| RECORDS SUPPLIED |
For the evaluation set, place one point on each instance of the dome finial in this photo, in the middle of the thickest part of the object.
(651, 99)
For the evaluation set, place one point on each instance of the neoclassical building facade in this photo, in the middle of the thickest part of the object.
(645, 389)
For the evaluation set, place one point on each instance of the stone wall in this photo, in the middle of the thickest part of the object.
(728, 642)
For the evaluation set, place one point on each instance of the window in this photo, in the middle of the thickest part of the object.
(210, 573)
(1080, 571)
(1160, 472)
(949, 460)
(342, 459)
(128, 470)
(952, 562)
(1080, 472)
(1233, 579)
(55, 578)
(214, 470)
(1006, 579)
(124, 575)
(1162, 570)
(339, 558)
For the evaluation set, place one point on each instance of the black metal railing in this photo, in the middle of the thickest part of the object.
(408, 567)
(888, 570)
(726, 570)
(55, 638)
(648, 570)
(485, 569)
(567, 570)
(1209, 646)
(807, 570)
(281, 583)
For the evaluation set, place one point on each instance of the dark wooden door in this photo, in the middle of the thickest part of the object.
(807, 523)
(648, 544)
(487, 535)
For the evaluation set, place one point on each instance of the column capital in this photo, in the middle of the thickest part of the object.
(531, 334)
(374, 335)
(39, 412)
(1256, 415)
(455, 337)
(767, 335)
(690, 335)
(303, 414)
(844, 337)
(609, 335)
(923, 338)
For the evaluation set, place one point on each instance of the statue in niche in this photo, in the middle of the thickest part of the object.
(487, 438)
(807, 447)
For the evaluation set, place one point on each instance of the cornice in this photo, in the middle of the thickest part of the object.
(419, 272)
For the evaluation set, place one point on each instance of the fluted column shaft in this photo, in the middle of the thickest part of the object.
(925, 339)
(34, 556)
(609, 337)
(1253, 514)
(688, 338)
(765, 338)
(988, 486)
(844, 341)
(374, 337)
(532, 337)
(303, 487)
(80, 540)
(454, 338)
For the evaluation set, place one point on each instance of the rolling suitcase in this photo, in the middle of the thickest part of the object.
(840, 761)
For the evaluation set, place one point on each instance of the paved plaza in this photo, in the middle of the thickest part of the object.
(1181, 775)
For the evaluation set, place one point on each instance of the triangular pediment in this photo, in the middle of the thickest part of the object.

| WRITTEN INSTRUCTION |
Repeat the material above word for word, from the first line to the last.

| WRITTEN ANSWER |
For the evaluation set, place one point on each instance of the dome finial in this photo, in the middle of the thickest part of the object.
(651, 99)
For the evaluation set, place one point on each instance of the neoclassical building facade in this photo, in the middle of the thickest part of the object.
(645, 389)
For the evaluation set, place one point on each instance of the stone wall in this photo, in the middle of the thickest part of the object.
(728, 642)
For the evaluation set, place one point on each instance of the window in this photo, in the middle of the thickest part of the object.
(210, 573)
(1080, 571)
(1160, 472)
(949, 460)
(342, 459)
(128, 470)
(952, 562)
(1080, 472)
(1233, 579)
(55, 578)
(214, 470)
(1006, 579)
(124, 575)
(1162, 570)
(339, 558)
For the evaluation set, place one point on each instance of the black metal railing in this photo, in the middle of the thickest part of the object.
(408, 567)
(888, 570)
(726, 570)
(55, 638)
(648, 570)
(485, 569)
(567, 570)
(1209, 646)
(807, 570)
(281, 583)
For the evaluation set, place one point on each instance of the dark wooden door in this photo, in the middle of the thickest part of the object.
(807, 523)
(648, 544)
(487, 535)
For the evaluation set, place one point on each instance of the column capital in this photo, in the middle of the thickest part of the object.
(531, 334)
(374, 335)
(39, 412)
(1256, 415)
(455, 337)
(767, 335)
(690, 335)
(303, 414)
(844, 337)
(609, 335)
(923, 338)
For the evaluation set, place one point on each instance of the statue in niche in this photo, in the middle of the thickest part of the object.
(487, 438)
(807, 447)
For the evaluation set, place one point on each instance of the cornice in this photo, in the middle of the thickest part of the object.
(419, 272)
For the evaluation set, place one point on each instance of the fluted column shaft in this photo, in the middle of the thickest part of the object.
(925, 339)
(34, 556)
(609, 337)
(1253, 514)
(688, 338)
(765, 338)
(988, 486)
(844, 341)
(374, 337)
(532, 337)
(303, 487)
(80, 540)
(454, 338)
For the evaluation set, place one point on each instance of the rolling suitcase in this photo, in the middle of the thickest part of the object.
(840, 761)
For the evaluation set, place one point on each instance of the paved plaza in this photo, in the middle of the thickest part of the object.
(1181, 775)
For the evaluation set, place one point on each instance of the triangular pediment in this photo, in the middle of the thickest part of the object.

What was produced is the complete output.